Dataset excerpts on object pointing
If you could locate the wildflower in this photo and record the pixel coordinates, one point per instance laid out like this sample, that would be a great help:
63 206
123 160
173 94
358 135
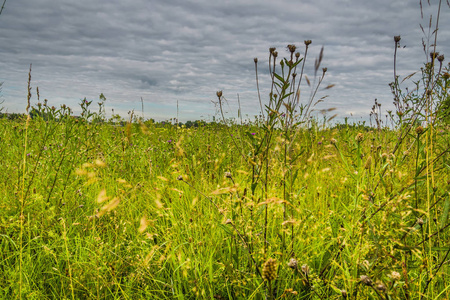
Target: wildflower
291 48
365 280
395 275
270 269
359 137
368 162
419 130
293 263
305 269
381 287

Stated problem:
Rescale the rows above: repeat every line, requests included, with each coordinate in the answers multiplied by 0.7 and rounded to a whole number, halves rounded up. Leave the numbers in the requests and their format samples unchanged, and omit the pictures.

Response:
If you could locate the wildflower in this photo and record the pixel coordinates, one point per instance laid out like this sample, that would be a great help:
63 206
123 160
173 94
358 135
Target: wildflower
204 34
256 196
277 193
189 188
251 96
258 113
293 91
205 184
214 188
267 201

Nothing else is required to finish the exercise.